• [What the task requires]:
In the text on mental health and workplace culture, write out the stretch from "So if you're" through "had to leave." again, swapping "fraternity" for "brotherhood" wherever it occurs.
START Text segment
But I feel encouraged there are signs this attitude is changing.
We are social creatures, wired to connect. And we don't become mentally ill in isolation. We are made through relationship. And our mental illness is co-created with those around us. Co-created is ghastly jargon I know, but for now I can't think of anything better.
So if you're not coping, if you're stressed or anxious or depressed you are the symptom-bearer, but maybe it's not just you. Maybe there is actually something wrong with the system itself. There are the first signs our institutions are at least starting to wonder whether they are healthy places to work.
The National Party has launched a review of its culture. The law fraternity – is it still a fraternity? I fear so – is in the midst of a painful reckoning. Sports codes are under scrutiny. The tertiary education sector is realising it has to take responsibility for desperate, stressed out students in its care.
And maybe the health sector is starting to do some soul searching too. One young doctor in the Weekend Herald a few days ago described hospitals as having such chronic and toxic work environments he became burnt-out and had to leave.
We are starting to gather the courage to look at the reality of our working lives and see how dysfunctional it is.
Academic Christine Porath was so affected by seeing her father taken to hospital after suffering from work-related stress she went on to study the effects of what she calls "civility" in the workplace.
She described incivility as anything from mocking or belittling someone, teasing people in ways that sting, to telling offensive jokes to texting in meetings. All of which sounds like a regular day at the office in the Beehive (or what I remember of school).
END Text segment
START Raw data
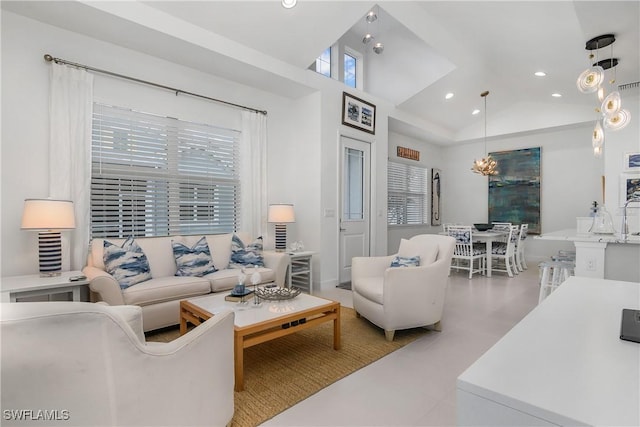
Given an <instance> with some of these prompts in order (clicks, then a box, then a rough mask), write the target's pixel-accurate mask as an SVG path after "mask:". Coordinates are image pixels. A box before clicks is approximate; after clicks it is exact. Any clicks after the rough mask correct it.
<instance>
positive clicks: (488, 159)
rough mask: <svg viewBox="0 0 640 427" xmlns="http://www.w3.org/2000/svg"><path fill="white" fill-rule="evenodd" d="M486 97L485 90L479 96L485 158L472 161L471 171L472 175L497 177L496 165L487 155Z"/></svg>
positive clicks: (488, 155)
mask: <svg viewBox="0 0 640 427" xmlns="http://www.w3.org/2000/svg"><path fill="white" fill-rule="evenodd" d="M487 95H489V91H488V90H486V91H484V92H482V93H481V94H480V96H481V97H483V98H484V155H485V157H483V158H481V159H480V160H474V161H473V166H471V170H472V171H473V173H477V174H480V175H482V176H489V175H497V174H498V171H497V170H496V167H497V166H498V163H497V162H496V161H495V160H494V159H493V158H492V157H491V156H490V155H488V154H487Z"/></svg>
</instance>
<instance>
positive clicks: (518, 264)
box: [516, 224, 529, 271]
mask: <svg viewBox="0 0 640 427" xmlns="http://www.w3.org/2000/svg"><path fill="white" fill-rule="evenodd" d="M528 233H529V224H521V225H520V233H519V235H518V243H517V245H516V266H517V267H518V269H519V270H520V271H524V270H526V269H527V268H528V267H527V262H526V260H525V256H524V247H525V241H526V240H527V235H528Z"/></svg>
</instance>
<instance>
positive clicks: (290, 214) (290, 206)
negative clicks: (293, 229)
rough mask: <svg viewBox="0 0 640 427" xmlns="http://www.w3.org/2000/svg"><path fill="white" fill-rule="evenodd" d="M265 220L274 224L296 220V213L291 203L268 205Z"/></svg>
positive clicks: (285, 223) (292, 221) (282, 223)
mask: <svg viewBox="0 0 640 427" xmlns="http://www.w3.org/2000/svg"><path fill="white" fill-rule="evenodd" d="M267 221H268V222H272V223H276V224H286V223H290V222H296V214H295V212H294V210H293V205H291V204H275V205H269V212H268V214H267Z"/></svg>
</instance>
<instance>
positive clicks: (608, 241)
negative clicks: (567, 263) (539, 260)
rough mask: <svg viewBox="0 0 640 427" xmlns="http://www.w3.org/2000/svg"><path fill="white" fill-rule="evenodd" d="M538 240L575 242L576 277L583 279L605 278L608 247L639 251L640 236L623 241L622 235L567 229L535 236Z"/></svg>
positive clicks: (637, 236) (575, 270)
mask: <svg viewBox="0 0 640 427" xmlns="http://www.w3.org/2000/svg"><path fill="white" fill-rule="evenodd" d="M534 239H537V240H554V241H568V242H573V244H574V246H575V248H576V268H575V275H576V276H582V277H594V278H600V279H604V278H605V261H606V249H607V245H620V247H623V248H627V249H626V252H628V251H629V250H630V248H633V249H635V250H636V251H637V248H638V246H636V245H640V236H636V235H629V236H628V237H627V239H626V240H625V239H623V238H622V237H621V236H620V234H593V233H588V232H578V231H577V230H576V229H566V230H559V231H554V232H551V233H544V234H541V235H540V236H535V237H534Z"/></svg>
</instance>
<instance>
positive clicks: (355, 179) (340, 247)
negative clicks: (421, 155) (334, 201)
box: [339, 136, 371, 283]
mask: <svg viewBox="0 0 640 427" xmlns="http://www.w3.org/2000/svg"><path fill="white" fill-rule="evenodd" d="M340 142H341V144H340V145H341V149H342V156H341V158H342V164H341V168H340V170H341V178H340V181H341V187H340V188H341V194H340V203H341V206H340V238H339V242H340V250H339V251H340V254H339V256H340V265H339V268H340V273H339V282H340V283H345V282H349V281H351V259H352V258H353V257H356V256H369V233H370V222H371V221H370V216H369V211H370V209H369V207H370V186H371V172H370V171H371V167H370V163H371V159H370V158H371V147H370V145H369V144H368V143H366V142H364V141H359V140H357V139H353V138H348V137H345V136H341V137H340Z"/></svg>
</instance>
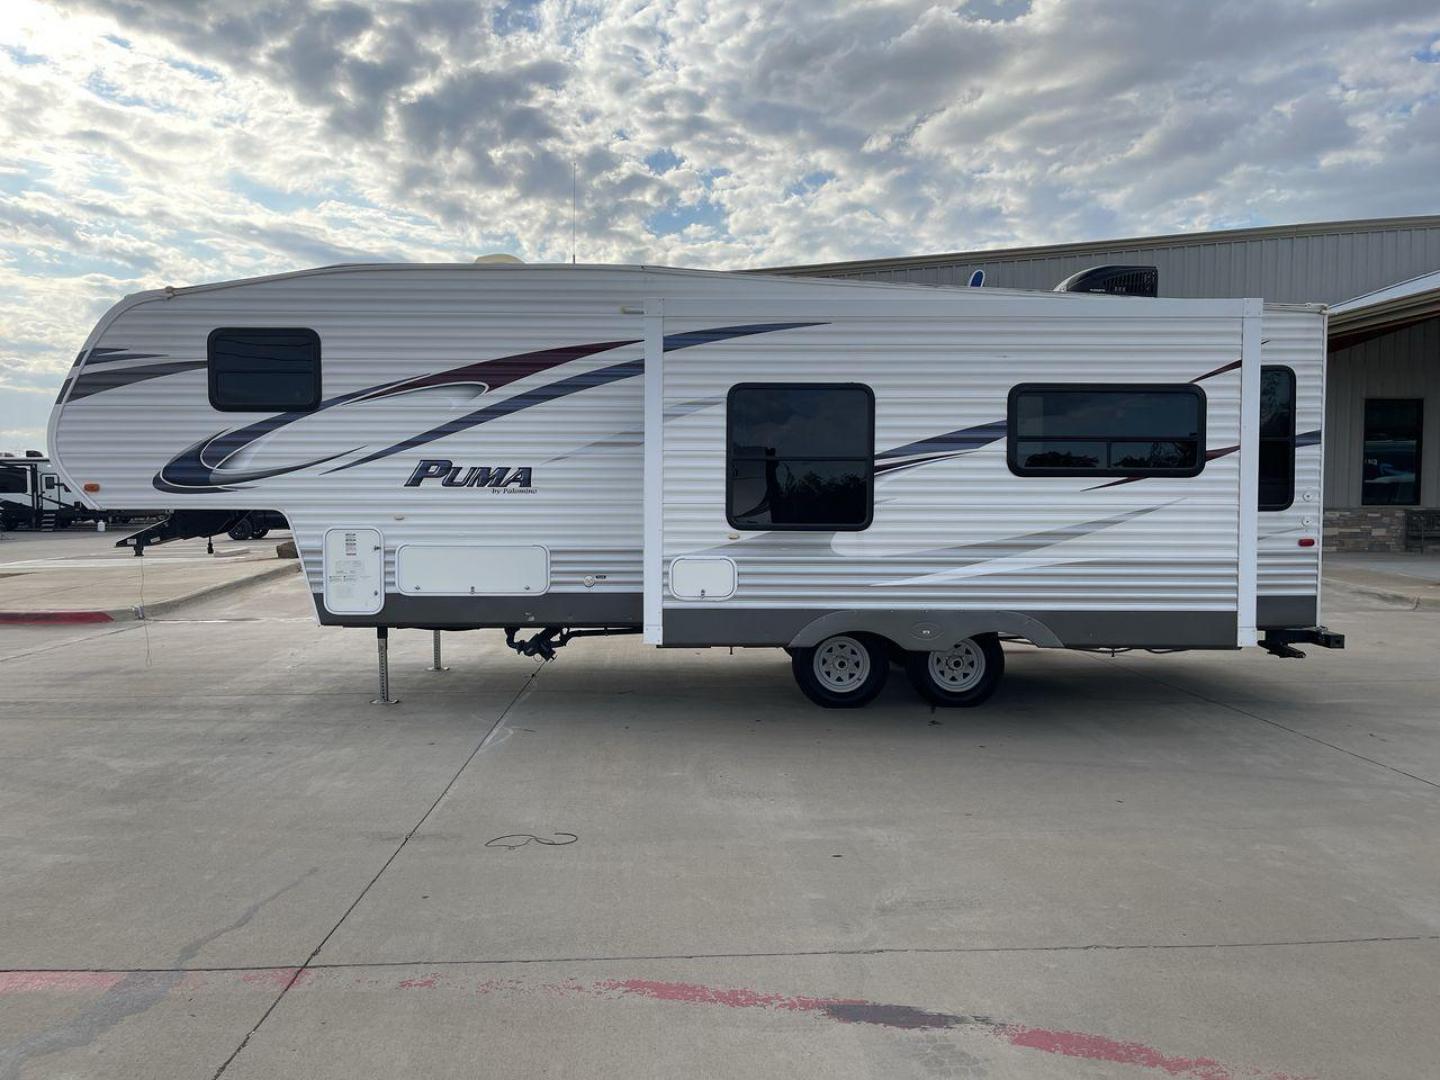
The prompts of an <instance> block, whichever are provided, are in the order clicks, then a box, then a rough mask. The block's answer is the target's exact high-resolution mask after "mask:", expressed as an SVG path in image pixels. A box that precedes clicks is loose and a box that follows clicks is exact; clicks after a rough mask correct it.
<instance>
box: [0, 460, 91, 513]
mask: <svg viewBox="0 0 1440 1080" xmlns="http://www.w3.org/2000/svg"><path fill="white" fill-rule="evenodd" d="M95 517H96V513H95V511H94V510H91V508H89V507H86V505H85V504H84V503H82V501H81V498H79V497H78V495H76V494H75V492H73V491H72V490H71V488H69V485H66V482H65V480H63V478H62V477H60V474H59V472H58V471H56V469H55V468H53V467H52V465H50V459H49V458H46V456H45V455H43V454H40V452H39V451H27V452H26V454H24V455H19V454H4V455H0V528H6V530H10V528H37V530H46V531H49V530H55V528H66V527H68V526H72V524H75V523H76V521H88V520H94V518H95Z"/></svg>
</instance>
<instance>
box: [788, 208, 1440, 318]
mask: <svg viewBox="0 0 1440 1080" xmlns="http://www.w3.org/2000/svg"><path fill="white" fill-rule="evenodd" d="M1367 226H1368V228H1355V226H1352V225H1338V226H1335V229H1333V230H1325V228H1323V226H1297V228H1296V229H1293V230H1250V229H1246V230H1240V232H1238V233H1237V235H1236V236H1233V238H1227V235H1225V233H1201V235H1198V236H1197V238H1195V239H1194V240H1192V242H1191V240H1176V239H1174V238H1165V239H1156V240H1155V242H1153V243H1146V242H1143V240H1140V242H1136V243H1125V245H1120V243H1096V245H1093V246H1084V248H1067V249H1066V251H1063V252H1047V251H1044V249H1041V251H1037V252H1035V253H1032V255H1027V253H1024V252H1011V253H989V255H986V252H962V253H956V255H955V256H953V261H949V259H936V261H930V259H926V261H924V264H922V265H904V264H906V261H897V265H893V266H887V265H884V262H877V264H873V265H865V264H835V266H834V268H827V266H804V268H798V269H796V271H793V272H798V274H804V275H814V276H831V278H852V279H857V281H893V282H912V284H923V285H966V284H968V282H969V278H971V274H972V272H975V271H978V269H984V271H985V284H986V285H992V287H998V288H1024V289H1050V288H1054V287H1056V285H1057V284H1060V282H1061V281H1064V279H1066V278H1067V276H1070V275H1071V274H1074V272H1076V271H1081V269H1087V268H1090V266H1096V265H1099V264H1107V262H1112V264H1125V262H1136V264H1143V265H1148V266H1158V268H1159V272H1161V295H1164V297H1260V298H1263V300H1267V301H1274V302H1322V304H1338V302H1339V301H1342V300H1349V298H1352V297H1358V295H1361V294H1364V292H1369V291H1371V289H1377V288H1382V287H1385V285H1392V284H1395V282H1397V281H1405V279H1407V278H1414V276H1418V275H1420V274H1428V272H1430V271H1434V269H1440V217H1430V219H1424V217H1421V219H1400V220H1397V222H1395V223H1394V225H1385V223H1367Z"/></svg>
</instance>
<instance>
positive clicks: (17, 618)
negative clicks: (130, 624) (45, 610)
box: [0, 611, 115, 624]
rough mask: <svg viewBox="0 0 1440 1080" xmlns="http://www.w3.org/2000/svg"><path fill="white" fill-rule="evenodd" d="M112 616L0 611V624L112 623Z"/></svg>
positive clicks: (114, 620)
mask: <svg viewBox="0 0 1440 1080" xmlns="http://www.w3.org/2000/svg"><path fill="white" fill-rule="evenodd" d="M114 621H115V619H114V616H112V615H109V613H108V612H102V611H0V622H6V624H27V622H46V624H53V622H114Z"/></svg>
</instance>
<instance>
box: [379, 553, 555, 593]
mask: <svg viewBox="0 0 1440 1080" xmlns="http://www.w3.org/2000/svg"><path fill="white" fill-rule="evenodd" d="M395 586H396V589H397V590H399V592H402V593H405V595H406V596H537V595H540V593H543V592H547V590H549V589H550V552H549V550H547V549H544V547H540V546H528V544H527V546H494V544H402V546H400V549H399V550H397V552H396V553H395Z"/></svg>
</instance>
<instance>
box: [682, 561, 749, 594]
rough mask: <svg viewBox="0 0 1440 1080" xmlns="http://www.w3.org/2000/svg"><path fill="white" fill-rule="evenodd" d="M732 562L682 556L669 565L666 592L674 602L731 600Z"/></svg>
mask: <svg viewBox="0 0 1440 1080" xmlns="http://www.w3.org/2000/svg"><path fill="white" fill-rule="evenodd" d="M734 585H736V575H734V560H733V559H710V557H707V559H700V557H694V556H684V557H681V559H675V562H672V563H671V564H670V592H671V595H672V596H674V598H675V599H678V600H723V599H727V598H730V596H734Z"/></svg>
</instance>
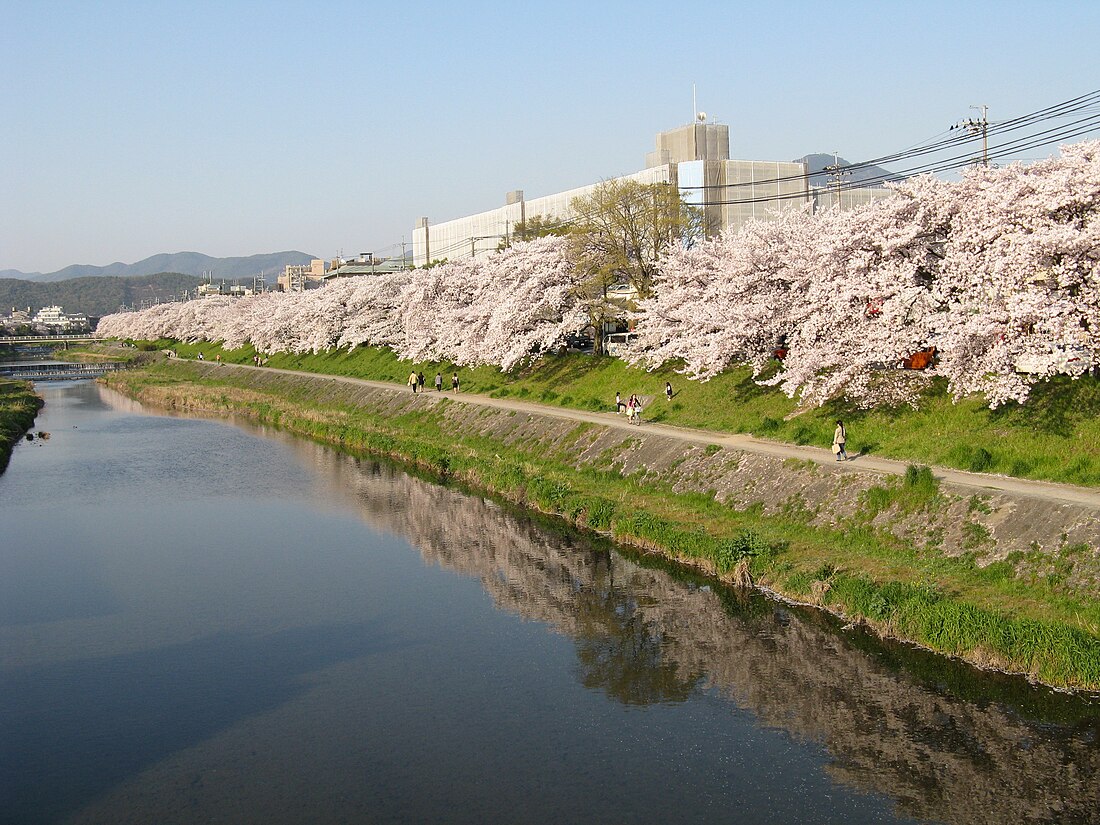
END Raw data
• [Written solution]:
So if you're not coping, if you're stressed or anxious or depressed you are the symptom-bearer, but maybe it's not just you. Maybe there is actually something wrong with the system itself. There are the first signs our institutions are at least starting to wonder whether they are healthy places to work.
The National Party has launched a review of its culture. The law brotherhood – is it still a brotherhood? I fear so – is in the midst of a painful reckoning. Sports codes are under scrutiny. The tertiary education sector is realising it has to take responsibility for desperate, stressed out students in its care.
And maybe the health sector is starting to do some soul searching too. One young doctor in the Weekend Herald a few days ago described hospitals as having such chronic and toxic work environments he became burnt-out and had to leave.